## Given instruction
You are to retype all of the data exactly as it appears.
# start of Material to process
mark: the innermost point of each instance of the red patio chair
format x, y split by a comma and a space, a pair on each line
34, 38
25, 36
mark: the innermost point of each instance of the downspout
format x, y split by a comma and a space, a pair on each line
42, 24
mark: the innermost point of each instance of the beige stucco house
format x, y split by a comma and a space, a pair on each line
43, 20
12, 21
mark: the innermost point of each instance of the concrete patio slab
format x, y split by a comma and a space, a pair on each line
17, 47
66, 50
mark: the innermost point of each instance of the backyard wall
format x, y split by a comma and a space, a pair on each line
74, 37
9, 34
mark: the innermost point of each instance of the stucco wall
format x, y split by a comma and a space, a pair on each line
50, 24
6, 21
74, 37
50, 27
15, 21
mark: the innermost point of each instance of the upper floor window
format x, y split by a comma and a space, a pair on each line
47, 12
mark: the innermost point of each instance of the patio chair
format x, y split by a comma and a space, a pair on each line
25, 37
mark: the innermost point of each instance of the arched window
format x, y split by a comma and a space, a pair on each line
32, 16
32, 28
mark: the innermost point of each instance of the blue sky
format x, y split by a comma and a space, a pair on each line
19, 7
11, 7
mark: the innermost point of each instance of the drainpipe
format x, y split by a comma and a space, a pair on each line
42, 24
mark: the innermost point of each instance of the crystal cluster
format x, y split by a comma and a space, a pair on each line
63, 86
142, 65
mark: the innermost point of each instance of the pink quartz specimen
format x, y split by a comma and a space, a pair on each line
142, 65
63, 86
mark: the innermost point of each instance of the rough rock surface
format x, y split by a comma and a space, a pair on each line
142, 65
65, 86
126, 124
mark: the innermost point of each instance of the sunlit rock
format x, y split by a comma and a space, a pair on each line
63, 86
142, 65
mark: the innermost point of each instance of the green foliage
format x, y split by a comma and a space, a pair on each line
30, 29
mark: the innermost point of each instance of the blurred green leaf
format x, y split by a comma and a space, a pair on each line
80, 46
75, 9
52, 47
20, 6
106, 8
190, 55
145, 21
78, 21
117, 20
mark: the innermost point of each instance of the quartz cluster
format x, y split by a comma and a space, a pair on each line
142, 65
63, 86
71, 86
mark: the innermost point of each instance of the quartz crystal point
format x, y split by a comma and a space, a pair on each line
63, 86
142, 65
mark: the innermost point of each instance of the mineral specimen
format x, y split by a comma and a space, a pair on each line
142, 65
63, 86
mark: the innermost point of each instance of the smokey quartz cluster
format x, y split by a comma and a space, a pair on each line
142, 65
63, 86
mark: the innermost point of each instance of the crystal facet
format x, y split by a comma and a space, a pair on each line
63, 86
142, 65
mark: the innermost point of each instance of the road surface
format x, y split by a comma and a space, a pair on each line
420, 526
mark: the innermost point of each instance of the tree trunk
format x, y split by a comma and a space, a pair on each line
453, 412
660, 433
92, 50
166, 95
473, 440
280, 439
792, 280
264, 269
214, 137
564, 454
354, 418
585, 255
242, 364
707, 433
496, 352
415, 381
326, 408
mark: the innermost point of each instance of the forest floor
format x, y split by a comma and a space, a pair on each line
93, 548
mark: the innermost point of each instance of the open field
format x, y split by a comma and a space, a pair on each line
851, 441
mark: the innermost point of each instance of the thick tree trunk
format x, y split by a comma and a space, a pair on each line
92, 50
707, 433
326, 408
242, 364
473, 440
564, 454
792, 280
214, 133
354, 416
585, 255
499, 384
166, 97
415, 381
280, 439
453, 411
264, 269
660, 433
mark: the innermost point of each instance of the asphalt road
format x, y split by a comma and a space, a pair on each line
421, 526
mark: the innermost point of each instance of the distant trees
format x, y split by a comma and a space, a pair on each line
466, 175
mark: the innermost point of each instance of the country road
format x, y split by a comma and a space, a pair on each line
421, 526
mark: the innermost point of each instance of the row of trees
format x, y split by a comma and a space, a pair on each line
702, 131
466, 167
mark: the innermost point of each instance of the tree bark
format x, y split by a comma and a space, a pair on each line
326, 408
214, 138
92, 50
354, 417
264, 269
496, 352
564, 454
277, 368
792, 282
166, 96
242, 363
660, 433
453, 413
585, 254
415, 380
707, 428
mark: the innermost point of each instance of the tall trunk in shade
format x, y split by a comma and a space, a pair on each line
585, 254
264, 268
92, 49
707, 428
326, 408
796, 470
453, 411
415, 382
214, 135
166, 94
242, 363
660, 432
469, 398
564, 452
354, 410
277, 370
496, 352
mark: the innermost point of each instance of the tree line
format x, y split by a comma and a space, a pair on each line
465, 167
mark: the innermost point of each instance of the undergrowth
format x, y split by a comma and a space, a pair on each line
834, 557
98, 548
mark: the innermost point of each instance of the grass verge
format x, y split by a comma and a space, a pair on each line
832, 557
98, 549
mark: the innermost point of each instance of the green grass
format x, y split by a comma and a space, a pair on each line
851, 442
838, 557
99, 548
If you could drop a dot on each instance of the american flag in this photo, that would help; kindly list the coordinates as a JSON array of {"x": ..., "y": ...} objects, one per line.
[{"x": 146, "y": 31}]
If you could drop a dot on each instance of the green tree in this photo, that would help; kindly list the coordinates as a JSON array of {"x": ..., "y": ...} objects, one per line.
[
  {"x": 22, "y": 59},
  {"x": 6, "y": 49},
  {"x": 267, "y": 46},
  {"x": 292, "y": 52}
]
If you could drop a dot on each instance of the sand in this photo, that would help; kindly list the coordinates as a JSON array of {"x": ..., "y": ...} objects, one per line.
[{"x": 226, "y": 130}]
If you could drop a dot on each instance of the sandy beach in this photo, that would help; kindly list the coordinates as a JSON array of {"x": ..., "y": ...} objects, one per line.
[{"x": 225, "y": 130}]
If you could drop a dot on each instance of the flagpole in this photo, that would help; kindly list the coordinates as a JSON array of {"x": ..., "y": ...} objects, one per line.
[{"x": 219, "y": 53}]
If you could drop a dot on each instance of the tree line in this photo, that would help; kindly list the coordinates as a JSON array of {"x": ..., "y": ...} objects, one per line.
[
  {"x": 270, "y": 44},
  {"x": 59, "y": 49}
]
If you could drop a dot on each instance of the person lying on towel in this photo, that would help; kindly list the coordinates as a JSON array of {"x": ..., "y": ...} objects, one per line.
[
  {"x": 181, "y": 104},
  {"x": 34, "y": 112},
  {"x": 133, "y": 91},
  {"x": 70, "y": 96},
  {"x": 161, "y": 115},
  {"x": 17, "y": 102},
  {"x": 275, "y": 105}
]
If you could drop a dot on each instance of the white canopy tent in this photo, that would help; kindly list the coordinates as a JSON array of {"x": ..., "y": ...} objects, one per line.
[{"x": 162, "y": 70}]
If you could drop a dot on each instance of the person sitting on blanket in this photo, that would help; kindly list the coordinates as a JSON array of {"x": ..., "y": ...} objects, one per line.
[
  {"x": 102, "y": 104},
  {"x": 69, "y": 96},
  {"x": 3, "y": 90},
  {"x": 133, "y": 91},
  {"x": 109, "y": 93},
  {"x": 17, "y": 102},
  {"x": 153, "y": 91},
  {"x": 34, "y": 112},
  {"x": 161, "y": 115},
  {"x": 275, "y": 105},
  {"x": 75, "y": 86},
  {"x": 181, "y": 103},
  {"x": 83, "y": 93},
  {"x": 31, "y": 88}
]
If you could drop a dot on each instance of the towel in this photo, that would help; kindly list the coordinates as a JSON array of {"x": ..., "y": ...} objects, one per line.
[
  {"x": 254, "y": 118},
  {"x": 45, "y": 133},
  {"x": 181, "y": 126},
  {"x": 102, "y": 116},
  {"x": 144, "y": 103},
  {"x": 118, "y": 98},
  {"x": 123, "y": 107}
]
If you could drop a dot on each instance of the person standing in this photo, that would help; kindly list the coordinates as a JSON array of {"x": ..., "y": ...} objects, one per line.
# end of Material to process
## Answer to this exercise
mark: the innermost point of each instance of the red patio chair
format x, y split by a comma and a space, a pair on each line
34, 38
25, 36
mark: the innermost point of each instance of the downspout
format x, y split by a comma and a space, a pair on each line
42, 24
mark: the innermost point of each instance of the beige stucco house
format x, y split by a comma and a space, a pair on each line
43, 20
12, 21
mark: the innermost point of each instance of the concrete patio slab
format x, y split by a comma and a space, a pair on each line
17, 47
66, 50
mark: the innermost point of each instance of the backyard wall
format x, y split by a comma and a space, a pair on each line
74, 37
9, 34
mark: the innermost point of each instance of the stucco wall
format x, y split by a comma and a space, a pair on each line
50, 24
6, 21
74, 37
50, 27
15, 21
mark: the innermost point of each instance of the upper floor window
format x, y split by a comma and a space, a pair on each line
47, 12
mark: the innermost point of each instance of the patio chair
format x, y split by a comma and a space, a pair on each line
25, 37
mark: the innermost point of each instance of the arched window
format x, y split by a comma and a space, a pair on each line
32, 16
32, 28
mark: the innermost point of each instance of the blue sky
format x, y split by a comma and a space, a pair on each line
19, 7
11, 7
mark: the innermost point of each instance of the drainpipe
format x, y split by a comma and a space, a pair on each line
42, 24
mark: the innermost point of each instance of the crystal cluster
format x, y split by a comma and a space, a pair on each line
63, 86
142, 65
mark: the innermost point of each instance of the pink quartz specimen
format x, y split by a comma and a space, a pair on each line
142, 65
63, 86
mark: the innermost point of each instance of the rough rock surface
format x, y split by a comma and a space, a pair on each line
142, 65
65, 86
126, 124
mark: the innermost point of each instance of the sunlit rock
format x, y split by a comma and a space, a pair on each line
63, 86
142, 65
mark: the innermost point of each instance of the green foliage
format x, y split by a comma and a space, a pair on each line
30, 29
mark: the innermost point of each instance of the blurred green leaf
format x, y split by a comma and a space, a pair on each line
80, 46
75, 9
52, 47
20, 6
106, 8
190, 55
145, 21
78, 21
117, 20
mark: the innermost point of each instance of the quartz cluster
format x, y split by a comma and a space, a pair on each line
142, 65
63, 86
71, 86
mark: the innermost point of each instance of the quartz crystal point
format x, y split by a comma and a space, a pair on each line
63, 86
142, 65
mark: the innermost point of each instance of the mineral specimen
format x, y split by a comma and a space, a pair on each line
142, 65
63, 86
mark: the innermost point of each instance of the smokey quartz cluster
format x, y split by a comma and a space, a pair on each line
142, 65
63, 86
mark: the innermost point of each instance of the crystal facet
format x, y split by a comma and a space, a pair on each line
63, 86
142, 65
mark: the innermost point of each instance of the road surface
format x, y split by a comma and a space, a pair on each line
420, 526
mark: the innermost point of each instance of the tree trunk
format x, y split by a comma and a space, a pair on each line
453, 412
660, 433
92, 50
166, 95
473, 440
280, 439
792, 280
264, 269
214, 137
564, 454
354, 418
585, 255
242, 364
707, 433
496, 352
415, 381
326, 408
mark: the innermost point of each instance of the forest floor
format x, y split by a comma and a space, a pair on each line
93, 548
mark: the innermost point of each instance of the open field
format x, y split by a comma and a space, a pair on each line
851, 441
mark: the innermost point of each instance of the thick tree trunk
format x, y split by a comma and a space, a pair on each line
92, 50
707, 433
326, 408
242, 364
473, 440
564, 454
792, 280
214, 133
354, 416
585, 255
499, 384
166, 97
415, 381
280, 439
453, 411
264, 269
660, 433
mark: the innermost point of each instance of the asphalt road
format x, y split by a comma and a space, a pair on each line
421, 526
mark: the innermost point of each instance of the distant trees
format x, y split by a comma and a space, a pair on each line
466, 175
mark: the innermost point of each instance of the country road
format x, y split by a comma and a space, a pair on each line
421, 526
mark: the innermost point of each instance of the row of trees
format x, y split by a comma and a space, a pair on each line
702, 131
466, 167
mark: the innermost point of each instance of the tree bark
format x, y split by a comma and a space, a pair on each line
326, 408
214, 138
92, 50
354, 417
264, 269
496, 352
564, 454
277, 368
792, 282
166, 96
242, 363
660, 433
453, 413
585, 254
415, 380
707, 428
mark: the innermost point of each instance of the tall trunk in shade
format x, y split by a comma and a space, a pair on each line
585, 254
264, 268
92, 49
707, 428
326, 408
796, 470
453, 411
415, 382
214, 135
166, 94
242, 363
660, 432
469, 398
564, 452
354, 410
277, 370
496, 352
mark: the innermost point of each instance of the tree line
format x, y split by a comma and a space, a pair on each line
465, 167
mark: the innermost point of each instance of the undergrowth
format x, y split by a comma and a space, a pair on each line
834, 557
98, 548
mark: the innermost point of each instance of the grass verge
format x, y split by a comma and a space, a pair on each line
832, 557
98, 549
mark: the innermost point of each instance of the green grass
format x, y split by a comma and a space, a pair on each line
851, 442
838, 557
99, 548
If you could drop a dot on each instance of the american flag in this photo, that would help; kindly list the coordinates as a JSON array of {"x": ..., "y": ...} objects, one per line.
[{"x": 146, "y": 31}]
If you could drop a dot on each instance of the green tree in this photo, that would help; kindly list the coordinates as a JSON array of {"x": ..., "y": ...} objects, one per line.
[
  {"x": 22, "y": 59},
  {"x": 6, "y": 49},
  {"x": 267, "y": 46},
  {"x": 292, "y": 52}
]
If you could drop a dot on each instance of the sand in this photo, that would help; kindly list the coordinates as a JSON array of {"x": ..., "y": ...} objects, one per line.
[{"x": 226, "y": 130}]
If you could drop a dot on each instance of the sandy beach in this photo, that would help; kindly list the coordinates as a JSON array of {"x": ..., "y": ...} objects, one per line.
[{"x": 225, "y": 130}]
If you could drop a dot on each instance of the flagpole in this photo, that would help; kindly list the coordinates as a JSON array of {"x": ..., "y": ...} objects, one per line.
[{"x": 219, "y": 53}]
If you could drop a dot on each instance of the tree line in this photo, that would help; kindly list the coordinates as a JSON array of {"x": ..., "y": ...} objects, one per line.
[
  {"x": 270, "y": 44},
  {"x": 59, "y": 49}
]
If you could drop a dot on each instance of the person lying on towel in this photo, that would help; kindly list the coordinates as a JSON array of {"x": ..., "y": ...} objects, one per line.
[
  {"x": 181, "y": 104},
  {"x": 34, "y": 112},
  {"x": 133, "y": 91},
  {"x": 70, "y": 96},
  {"x": 161, "y": 115},
  {"x": 17, "y": 102},
  {"x": 275, "y": 105}
]
If you could drop a dot on each instance of the white canopy tent in this photo, that would help; kindly list the coordinates as a JSON array of {"x": ..., "y": ...} objects, one per line.
[{"x": 162, "y": 70}]
If you could drop a dot on each instance of the person sitting on blanket in this photo, that would help; kindly list the coordinates as a JSON array of {"x": ..., "y": ...} objects, one per line.
[
  {"x": 102, "y": 104},
  {"x": 69, "y": 96},
  {"x": 3, "y": 90},
  {"x": 133, "y": 91},
  {"x": 109, "y": 93},
  {"x": 17, "y": 102},
  {"x": 153, "y": 91},
  {"x": 34, "y": 112},
  {"x": 161, "y": 115},
  {"x": 275, "y": 105},
  {"x": 75, "y": 86},
  {"x": 181, "y": 103},
  {"x": 83, "y": 93},
  {"x": 31, "y": 88}
]
If you could drop a dot on each instance of the towel in this photo, that would help; kindly list the coordinates as a JSON array of {"x": ..., "y": ...} objects, one per line.
[
  {"x": 254, "y": 118},
  {"x": 45, "y": 133},
  {"x": 181, "y": 126},
  {"x": 102, "y": 116},
  {"x": 144, "y": 103},
  {"x": 118, "y": 98},
  {"x": 123, "y": 107}
]
If you could drop a dot on each instance of the person standing in this photo, that would help; kindly list the coordinates as a JSON array of {"x": ..., "y": ...} objects, one per line.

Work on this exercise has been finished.